[Task instructions]: Reproduce each of the following lines verbatim, without any change.

[Dataset content]:

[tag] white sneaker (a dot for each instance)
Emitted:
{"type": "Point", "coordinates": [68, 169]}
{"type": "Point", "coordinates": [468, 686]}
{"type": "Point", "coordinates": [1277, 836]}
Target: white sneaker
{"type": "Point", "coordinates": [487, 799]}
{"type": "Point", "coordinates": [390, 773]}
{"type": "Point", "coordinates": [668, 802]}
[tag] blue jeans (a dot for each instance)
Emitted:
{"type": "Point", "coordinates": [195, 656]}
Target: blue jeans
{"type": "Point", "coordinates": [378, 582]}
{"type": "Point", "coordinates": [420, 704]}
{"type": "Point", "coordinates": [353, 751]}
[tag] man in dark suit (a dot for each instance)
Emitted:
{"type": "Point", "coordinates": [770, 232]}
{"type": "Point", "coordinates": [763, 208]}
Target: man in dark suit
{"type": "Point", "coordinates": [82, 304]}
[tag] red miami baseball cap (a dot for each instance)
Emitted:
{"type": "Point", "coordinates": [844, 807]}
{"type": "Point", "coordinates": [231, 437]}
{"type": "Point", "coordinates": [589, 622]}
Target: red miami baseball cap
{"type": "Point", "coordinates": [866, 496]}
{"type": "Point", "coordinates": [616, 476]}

[Answer below]:
[tag] white sneaker (a dot for each instance)
Emitted:
{"type": "Point", "coordinates": [68, 169]}
{"type": "Point", "coordinates": [468, 686]}
{"type": "Point", "coordinates": [1277, 836]}
Target: white sneaker
{"type": "Point", "coordinates": [487, 799]}
{"type": "Point", "coordinates": [390, 773]}
{"type": "Point", "coordinates": [668, 802]}
[tag] blue jeans (a dot for each instance)
Emitted:
{"type": "Point", "coordinates": [195, 656]}
Target: blue jeans
{"type": "Point", "coordinates": [378, 582]}
{"type": "Point", "coordinates": [420, 704]}
{"type": "Point", "coordinates": [353, 751]}
[tag] man in dark suit (a dot for each instance)
Emitted:
{"type": "Point", "coordinates": [770, 232]}
{"type": "Point", "coordinates": [763, 208]}
Target: man in dark suit
{"type": "Point", "coordinates": [82, 304]}
[tag] red miami baseball cap (a dot for each instance)
Emitted:
{"type": "Point", "coordinates": [844, 807]}
{"type": "Point", "coordinates": [231, 437]}
{"type": "Point", "coordinates": [589, 622]}
Target: red miami baseball cap
{"type": "Point", "coordinates": [866, 496]}
{"type": "Point", "coordinates": [616, 476]}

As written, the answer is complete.